In superficie si possono notare i resti dello sfruttamento degli affioramenti, il cosiddetto «cappellaccio», coltivato per frana che appare come una grande ferita aperta lungo le pendici N-O della piccola catena di monti che divide il versante di Arbus, da quello di Casargius-Montevecchio. Il resto dei monti è in parte coperto da macchia mediterranea associata a lecci e sughere, oltre a qualche pineta di rimboschimento, che si sono salvati dalla ricorrente selvaggia distribuzione boschiva estiva perpetrata dal fuoco appiccato spesso dolosamente. Il gruppo di filoni coltivato dalla miniera di Montevecchio è disposto tangenzialmente all'ammasso granitico dell'Arburese e sembra essere il riempimento da parte di fluidi mineralizzanti, di una lunga frattura apertasi negli scisti quarzosi a causa di una contrazione, per raffreddamento da parte del vicino granitico. Negli uffici della miniera, e precisamente al primo piano dell'ufficio geologico, esiste un interessante piccolo museo che raccoglie alcuni tra gli esemplari caratteristici provenienti dagli scavi della miniera stessa. Tra essi si può ammirare qualche campione di anglesite verde, alcune cerussiti, delle bariti coperte da piccoli chicchi di smithsonite ferrifera altrimenti chiamata monheimite. Campioni rari ben rappresentati sono le blende colloformi con sopra i piccoli cristalli tubici tramoggiati di galena bismutifera e le bariti quasi aciculari. I minerali che la miniera di Montevecchio nel corso del tempo ci ha offerto sono numerosissimi. Moli essi sono introvabili con il metodo della ricerca personale perché provengono dagli scavi nel sottosuolo che si sviluppano fino a toccare i 288 m sotto il livello del mare (pozzo Sartori, fiore all'occhiello della miniera).

== Elenco dei compiti ==
a - Oltre ai resti dello sfruttamento, quale vegetazione copre in parte i monti secondo il testo sulla miniera di Montevecchio? Elencala tutta.
b - Queste affermazioni concordano con il testo sulla miniera di Montevecchio? Per ciascuna rispondi sì o no e riporta tra virgolette le parole del testo che lo decidono.
(i) Il piccolo museo si trova al primo piano dell'ufficio geologico.
(ii) Gli scavi nel sottosuolo arrivano a 288 m sopra il livello del mare.
(iii) Il gruppo di filoni è disposto perpendicolarmente all'ammasso granitico dell'Arburese.

== Materiale raccolto ==
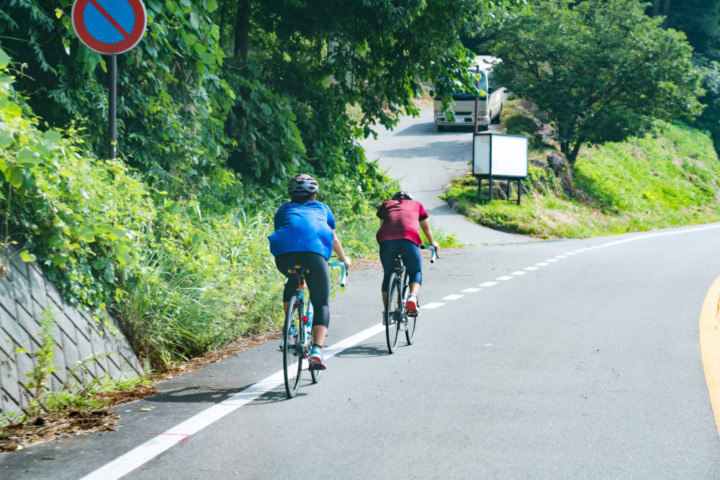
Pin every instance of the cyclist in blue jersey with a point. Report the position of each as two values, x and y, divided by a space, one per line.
305 235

== Risposte all'esercizio ==
a - Macchia mediterranea, lecci, sughere e qualche pineta di rimboschimento.

b -
(i) Sì: «al primo piano dell'ufficio geologico, esiste un interessante piccolo museo».
(ii) No: «fino a toccare i 288 m sotto il livello del mare».
(iii) No: «disposto tangenzialmente all'ammasso granitico dell'Arburese».